Items from a data source
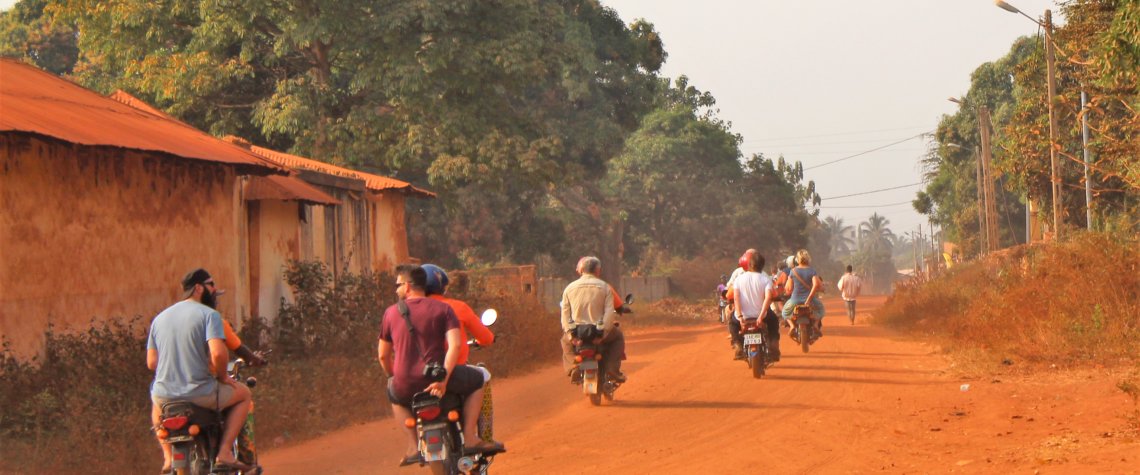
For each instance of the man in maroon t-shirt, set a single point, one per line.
(437, 340)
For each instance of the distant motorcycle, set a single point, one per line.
(194, 434)
(805, 326)
(723, 309)
(756, 345)
(439, 433)
(595, 383)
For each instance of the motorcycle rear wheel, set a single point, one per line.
(198, 463)
(757, 362)
(595, 399)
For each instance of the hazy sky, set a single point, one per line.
(822, 80)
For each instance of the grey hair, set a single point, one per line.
(588, 264)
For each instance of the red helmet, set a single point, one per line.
(743, 258)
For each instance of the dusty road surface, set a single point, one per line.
(863, 400)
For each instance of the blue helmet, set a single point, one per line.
(437, 279)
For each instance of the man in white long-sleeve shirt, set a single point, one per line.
(849, 286)
(754, 292)
(589, 301)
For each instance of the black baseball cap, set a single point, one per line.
(193, 278)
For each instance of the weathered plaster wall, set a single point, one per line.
(274, 240)
(389, 231)
(97, 232)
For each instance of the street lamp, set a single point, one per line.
(1055, 171)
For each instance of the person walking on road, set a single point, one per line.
(849, 286)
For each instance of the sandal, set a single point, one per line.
(483, 447)
(413, 459)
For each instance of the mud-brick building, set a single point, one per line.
(366, 230)
(105, 205)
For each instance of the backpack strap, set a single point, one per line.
(406, 312)
(800, 279)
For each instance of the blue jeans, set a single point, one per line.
(816, 308)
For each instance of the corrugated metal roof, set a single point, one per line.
(35, 101)
(287, 188)
(373, 182)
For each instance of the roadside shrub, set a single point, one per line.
(87, 398)
(1071, 302)
(331, 314)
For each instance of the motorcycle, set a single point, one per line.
(756, 345)
(723, 308)
(439, 431)
(805, 326)
(194, 434)
(595, 383)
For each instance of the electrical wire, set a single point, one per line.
(885, 205)
(868, 152)
(835, 134)
(868, 193)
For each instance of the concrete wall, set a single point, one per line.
(97, 234)
(389, 230)
(275, 236)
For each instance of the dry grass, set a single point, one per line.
(1075, 303)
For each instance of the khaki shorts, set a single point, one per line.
(214, 400)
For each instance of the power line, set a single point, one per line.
(796, 154)
(835, 134)
(868, 152)
(886, 205)
(868, 193)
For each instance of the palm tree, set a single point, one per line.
(837, 236)
(876, 237)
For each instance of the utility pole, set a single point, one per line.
(987, 175)
(1084, 146)
(983, 232)
(1053, 145)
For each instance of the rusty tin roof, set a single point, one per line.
(373, 182)
(37, 101)
(287, 188)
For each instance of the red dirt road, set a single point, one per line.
(863, 400)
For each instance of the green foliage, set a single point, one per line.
(1098, 51)
(27, 33)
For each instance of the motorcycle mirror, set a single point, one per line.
(489, 317)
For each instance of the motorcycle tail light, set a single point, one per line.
(174, 423)
(429, 412)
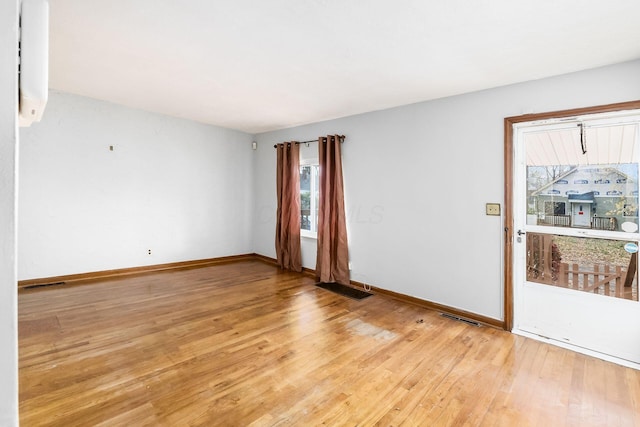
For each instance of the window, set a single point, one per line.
(554, 208)
(309, 194)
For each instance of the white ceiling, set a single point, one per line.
(259, 65)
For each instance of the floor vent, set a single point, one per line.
(460, 319)
(44, 285)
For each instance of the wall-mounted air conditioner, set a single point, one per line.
(34, 60)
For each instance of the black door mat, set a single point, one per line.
(344, 290)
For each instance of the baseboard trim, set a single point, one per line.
(487, 321)
(120, 272)
(183, 265)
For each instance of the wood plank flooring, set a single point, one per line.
(244, 344)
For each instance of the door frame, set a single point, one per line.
(508, 186)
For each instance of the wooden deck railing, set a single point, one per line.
(544, 265)
(555, 220)
(597, 222)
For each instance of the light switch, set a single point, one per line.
(493, 209)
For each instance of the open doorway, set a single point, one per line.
(571, 224)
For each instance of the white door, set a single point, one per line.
(575, 275)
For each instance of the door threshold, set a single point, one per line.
(578, 349)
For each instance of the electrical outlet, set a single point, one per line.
(493, 209)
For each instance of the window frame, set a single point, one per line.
(313, 233)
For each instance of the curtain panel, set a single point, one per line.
(288, 251)
(332, 262)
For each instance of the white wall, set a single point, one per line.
(8, 217)
(179, 188)
(417, 179)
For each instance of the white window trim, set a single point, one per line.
(306, 233)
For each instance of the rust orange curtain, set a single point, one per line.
(288, 214)
(332, 262)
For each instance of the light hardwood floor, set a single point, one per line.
(244, 344)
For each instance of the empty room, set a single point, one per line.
(318, 212)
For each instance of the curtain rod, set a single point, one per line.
(342, 137)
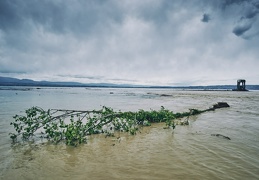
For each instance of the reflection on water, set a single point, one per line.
(188, 152)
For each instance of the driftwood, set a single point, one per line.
(220, 135)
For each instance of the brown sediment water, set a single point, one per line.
(188, 152)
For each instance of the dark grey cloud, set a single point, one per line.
(241, 29)
(206, 18)
(147, 41)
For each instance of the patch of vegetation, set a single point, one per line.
(72, 126)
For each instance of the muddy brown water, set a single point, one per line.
(188, 152)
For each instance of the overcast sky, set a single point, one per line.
(154, 42)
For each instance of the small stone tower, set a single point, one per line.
(241, 85)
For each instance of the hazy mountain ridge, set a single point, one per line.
(8, 81)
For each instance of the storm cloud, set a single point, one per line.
(156, 42)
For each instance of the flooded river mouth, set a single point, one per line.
(188, 152)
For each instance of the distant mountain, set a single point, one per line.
(8, 81)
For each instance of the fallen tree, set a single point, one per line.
(72, 126)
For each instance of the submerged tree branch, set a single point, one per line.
(72, 126)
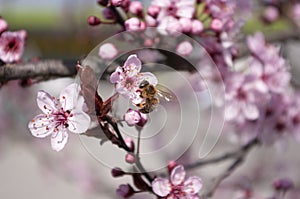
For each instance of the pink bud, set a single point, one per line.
(133, 117)
(129, 143)
(108, 13)
(171, 165)
(151, 22)
(136, 7)
(108, 51)
(197, 27)
(186, 24)
(153, 11)
(271, 14)
(125, 191)
(216, 25)
(184, 48)
(130, 158)
(296, 11)
(93, 21)
(3, 25)
(117, 2)
(102, 2)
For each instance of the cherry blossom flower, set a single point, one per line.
(184, 48)
(177, 186)
(3, 25)
(267, 65)
(128, 78)
(169, 12)
(60, 116)
(12, 45)
(108, 51)
(133, 117)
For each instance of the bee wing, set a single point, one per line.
(166, 94)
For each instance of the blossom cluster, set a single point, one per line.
(11, 43)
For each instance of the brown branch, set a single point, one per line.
(44, 69)
(239, 156)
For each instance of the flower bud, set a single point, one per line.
(108, 13)
(102, 2)
(130, 158)
(133, 117)
(93, 21)
(108, 51)
(117, 172)
(153, 11)
(3, 25)
(136, 8)
(184, 48)
(271, 14)
(125, 190)
(117, 2)
(129, 143)
(283, 184)
(197, 27)
(216, 25)
(186, 24)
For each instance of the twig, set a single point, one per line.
(240, 156)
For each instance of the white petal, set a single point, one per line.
(177, 175)
(69, 96)
(79, 121)
(46, 102)
(59, 139)
(41, 126)
(192, 185)
(161, 187)
(250, 111)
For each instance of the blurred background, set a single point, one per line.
(30, 168)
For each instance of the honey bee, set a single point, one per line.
(150, 93)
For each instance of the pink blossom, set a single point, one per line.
(266, 64)
(134, 24)
(177, 186)
(136, 7)
(184, 48)
(108, 51)
(197, 27)
(117, 2)
(242, 96)
(60, 116)
(3, 25)
(133, 117)
(170, 12)
(128, 78)
(271, 14)
(12, 45)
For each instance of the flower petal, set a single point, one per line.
(161, 187)
(177, 175)
(69, 96)
(46, 102)
(59, 139)
(132, 65)
(79, 121)
(192, 185)
(41, 126)
(148, 76)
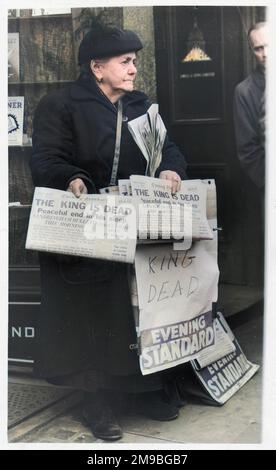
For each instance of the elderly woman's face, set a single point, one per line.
(117, 75)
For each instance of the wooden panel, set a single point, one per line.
(20, 180)
(32, 94)
(18, 225)
(46, 48)
(196, 65)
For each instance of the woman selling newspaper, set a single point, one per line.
(82, 143)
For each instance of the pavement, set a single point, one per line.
(40, 413)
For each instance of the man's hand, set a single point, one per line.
(77, 187)
(174, 179)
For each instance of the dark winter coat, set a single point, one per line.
(248, 117)
(86, 316)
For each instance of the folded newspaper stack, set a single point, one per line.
(108, 226)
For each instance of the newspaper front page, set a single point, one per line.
(163, 215)
(176, 290)
(96, 226)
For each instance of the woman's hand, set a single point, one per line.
(173, 177)
(77, 187)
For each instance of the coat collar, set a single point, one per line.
(85, 89)
(258, 76)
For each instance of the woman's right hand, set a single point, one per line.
(77, 187)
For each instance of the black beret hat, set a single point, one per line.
(106, 42)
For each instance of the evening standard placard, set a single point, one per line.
(173, 294)
(170, 216)
(224, 377)
(94, 226)
(176, 290)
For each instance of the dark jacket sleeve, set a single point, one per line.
(53, 158)
(172, 159)
(250, 146)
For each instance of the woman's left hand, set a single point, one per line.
(173, 177)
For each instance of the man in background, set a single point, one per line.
(249, 110)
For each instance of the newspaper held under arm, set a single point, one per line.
(149, 133)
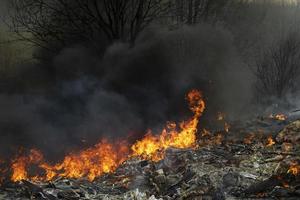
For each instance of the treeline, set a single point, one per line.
(265, 33)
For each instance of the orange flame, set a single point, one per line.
(279, 117)
(270, 141)
(105, 157)
(153, 147)
(294, 168)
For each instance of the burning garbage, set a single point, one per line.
(180, 162)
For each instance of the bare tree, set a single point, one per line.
(194, 11)
(278, 69)
(44, 22)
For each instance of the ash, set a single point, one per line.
(237, 164)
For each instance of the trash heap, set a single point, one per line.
(255, 159)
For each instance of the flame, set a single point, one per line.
(105, 157)
(220, 116)
(249, 138)
(154, 147)
(279, 117)
(226, 127)
(270, 141)
(294, 168)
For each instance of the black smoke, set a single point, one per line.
(124, 91)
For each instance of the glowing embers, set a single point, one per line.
(279, 117)
(105, 157)
(294, 168)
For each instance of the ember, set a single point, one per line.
(270, 141)
(105, 157)
(279, 117)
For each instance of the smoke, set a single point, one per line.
(127, 90)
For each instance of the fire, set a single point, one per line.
(279, 117)
(270, 141)
(226, 127)
(294, 168)
(249, 138)
(105, 157)
(220, 116)
(154, 147)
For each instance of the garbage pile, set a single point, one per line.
(257, 159)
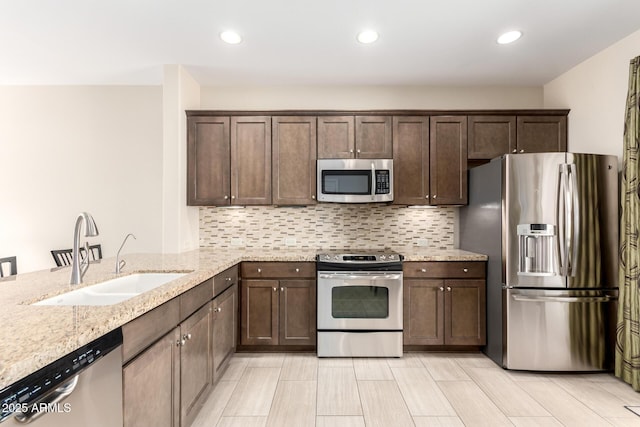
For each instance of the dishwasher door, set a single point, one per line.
(92, 397)
(559, 330)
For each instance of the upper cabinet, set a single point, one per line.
(294, 160)
(349, 137)
(228, 160)
(494, 135)
(411, 160)
(448, 160)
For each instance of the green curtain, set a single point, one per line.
(628, 327)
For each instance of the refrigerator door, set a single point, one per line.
(559, 330)
(589, 222)
(532, 186)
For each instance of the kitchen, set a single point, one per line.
(78, 145)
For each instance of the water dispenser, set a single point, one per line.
(537, 250)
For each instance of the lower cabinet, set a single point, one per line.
(278, 304)
(444, 303)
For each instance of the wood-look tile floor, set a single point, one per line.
(420, 389)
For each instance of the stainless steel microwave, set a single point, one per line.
(355, 180)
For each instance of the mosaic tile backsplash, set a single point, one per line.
(327, 226)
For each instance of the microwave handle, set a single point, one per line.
(373, 179)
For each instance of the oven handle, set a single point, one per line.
(351, 276)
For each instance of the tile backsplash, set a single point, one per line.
(328, 226)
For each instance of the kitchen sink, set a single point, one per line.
(112, 291)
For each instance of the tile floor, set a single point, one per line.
(420, 389)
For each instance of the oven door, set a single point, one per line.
(365, 301)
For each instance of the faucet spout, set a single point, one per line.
(79, 266)
(121, 263)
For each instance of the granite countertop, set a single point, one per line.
(34, 336)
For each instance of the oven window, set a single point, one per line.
(362, 302)
(346, 182)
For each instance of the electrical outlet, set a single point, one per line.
(290, 241)
(423, 242)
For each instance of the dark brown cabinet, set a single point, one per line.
(444, 303)
(208, 161)
(348, 137)
(229, 160)
(251, 160)
(156, 369)
(411, 160)
(448, 160)
(278, 304)
(538, 134)
(491, 136)
(294, 160)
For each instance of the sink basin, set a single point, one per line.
(112, 291)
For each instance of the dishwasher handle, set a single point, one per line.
(56, 395)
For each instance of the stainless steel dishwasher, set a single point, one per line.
(83, 388)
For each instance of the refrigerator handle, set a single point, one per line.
(573, 222)
(561, 217)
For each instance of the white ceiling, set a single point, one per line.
(302, 42)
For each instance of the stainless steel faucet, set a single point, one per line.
(79, 266)
(121, 263)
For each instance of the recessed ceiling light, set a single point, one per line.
(509, 37)
(367, 36)
(230, 37)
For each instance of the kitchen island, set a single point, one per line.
(34, 336)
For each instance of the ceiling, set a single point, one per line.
(301, 42)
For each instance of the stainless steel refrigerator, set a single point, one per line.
(549, 224)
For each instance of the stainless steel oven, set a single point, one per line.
(359, 305)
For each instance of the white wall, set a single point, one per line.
(64, 150)
(596, 92)
(369, 97)
(180, 222)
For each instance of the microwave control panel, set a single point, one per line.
(383, 185)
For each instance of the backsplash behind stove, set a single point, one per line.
(328, 226)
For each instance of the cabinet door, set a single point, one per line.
(259, 312)
(540, 134)
(336, 137)
(294, 160)
(297, 312)
(208, 161)
(491, 136)
(251, 160)
(411, 160)
(224, 328)
(150, 385)
(465, 322)
(373, 137)
(195, 363)
(448, 169)
(423, 312)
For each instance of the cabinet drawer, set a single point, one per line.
(225, 279)
(195, 298)
(259, 270)
(144, 330)
(444, 269)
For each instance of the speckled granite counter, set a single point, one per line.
(34, 336)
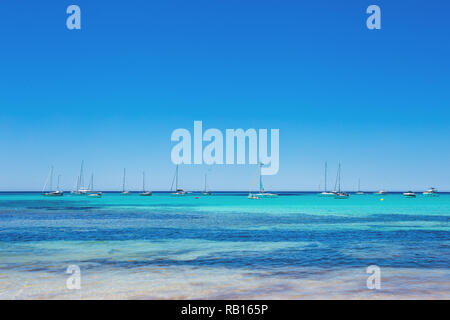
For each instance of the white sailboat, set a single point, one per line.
(178, 191)
(326, 193)
(124, 191)
(409, 194)
(93, 194)
(262, 193)
(205, 190)
(340, 194)
(144, 193)
(432, 192)
(52, 193)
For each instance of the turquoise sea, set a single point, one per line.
(224, 246)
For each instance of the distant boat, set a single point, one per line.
(409, 194)
(80, 189)
(326, 193)
(178, 191)
(55, 193)
(205, 190)
(124, 191)
(432, 192)
(359, 187)
(340, 194)
(144, 193)
(262, 193)
(93, 194)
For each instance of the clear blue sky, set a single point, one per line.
(112, 93)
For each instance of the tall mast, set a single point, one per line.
(51, 179)
(143, 181)
(123, 181)
(82, 175)
(261, 188)
(176, 178)
(339, 179)
(92, 182)
(57, 187)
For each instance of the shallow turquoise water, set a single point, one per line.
(220, 239)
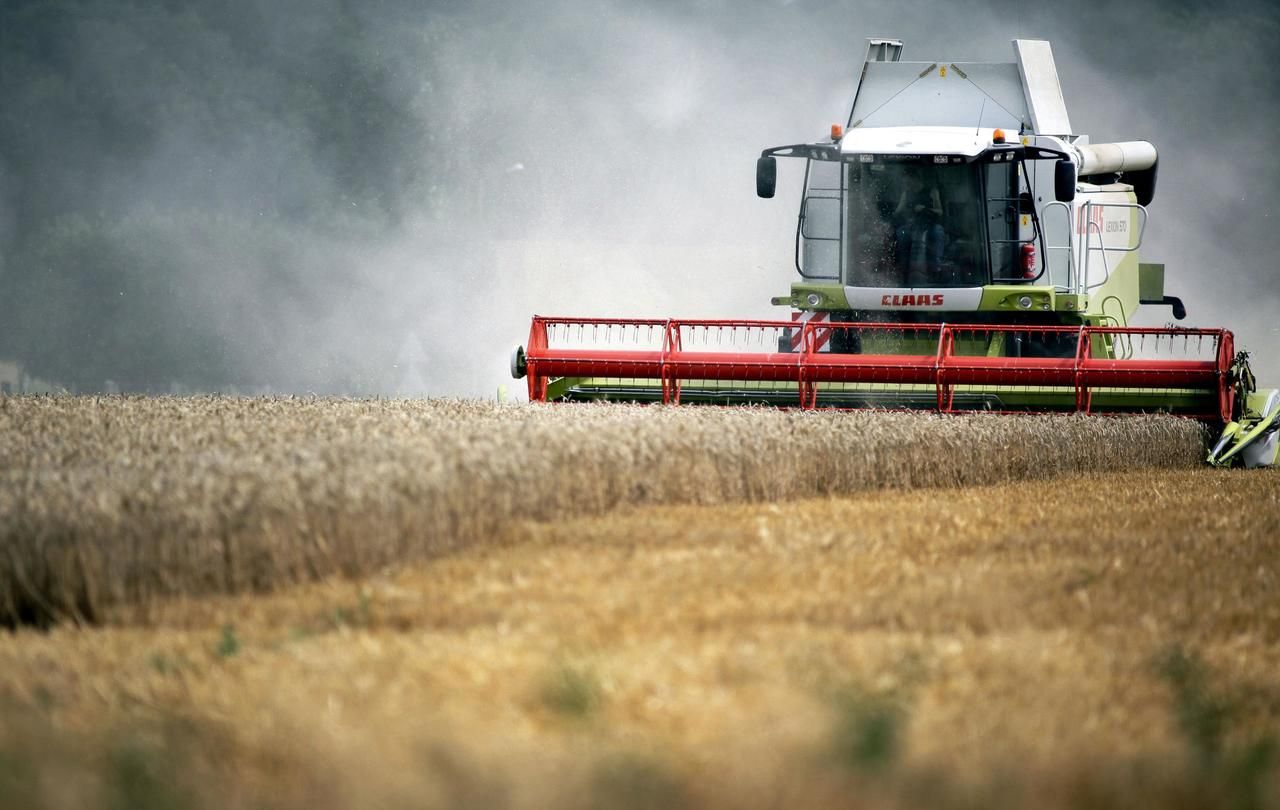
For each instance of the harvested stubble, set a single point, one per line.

_What to do_. Beginning with the line that holds "For each instance of the kitchen island, set" and ending with the last line of the material above, extract every line exactly, pictures excluded.

_Exercise response_.
For each instance of the kitchen island, set a single point, one per line.
(34, 336)
For each instance of the ceiling, set a single point, one per line.
(301, 42)
For each instance of the stainless steel refrigerator, set a single point, one per line.
(549, 224)
For each instance of the stainless steel oven, set a single point, one per line.
(359, 305)
For each instance of the white wall, set a single point, one per line.
(64, 150)
(596, 92)
(369, 97)
(180, 222)
For each instance of the microwave control panel, set a single point, one per line.
(383, 185)
For each instance of the backsplash behind stove, set a single point, one per line.
(328, 226)
For each instance of the cabinet door, set a single point, one per line.
(259, 312)
(540, 134)
(336, 137)
(294, 160)
(297, 312)
(208, 161)
(491, 136)
(251, 160)
(411, 160)
(224, 328)
(150, 385)
(465, 322)
(373, 137)
(195, 363)
(448, 169)
(423, 312)
For each instance of the cabinet drawer, set a single point, one per line.
(225, 279)
(195, 298)
(259, 270)
(144, 330)
(444, 269)
For each instance of the speckled granite counter, set a single point, one per line.
(34, 336)
For each instance of the white sailboat, set a single point, one per line.
(178, 191)
(326, 193)
(124, 191)
(409, 194)
(93, 194)
(262, 193)
(205, 190)
(340, 194)
(144, 193)
(432, 192)
(52, 193)
For each instance of the turquoise sea, set a single point, one per line.
(224, 246)
For each instance of the distant boat, set a single point, one per line.
(409, 194)
(80, 189)
(326, 193)
(178, 191)
(55, 193)
(205, 190)
(124, 191)
(432, 192)
(359, 187)
(340, 194)
(144, 193)
(262, 193)
(93, 194)
For each instance of the clear blue sky, set a single point, one per line.
(112, 93)
For each instance of the tall mast, set a single point, one per line.
(51, 179)
(143, 181)
(123, 181)
(82, 175)
(261, 188)
(176, 178)
(339, 179)
(92, 182)
(57, 187)
For each instance of the shallow turquoise water, set a single point, one per line.
(220, 239)
For each instance of the harvested stubble, set a single point, one per line.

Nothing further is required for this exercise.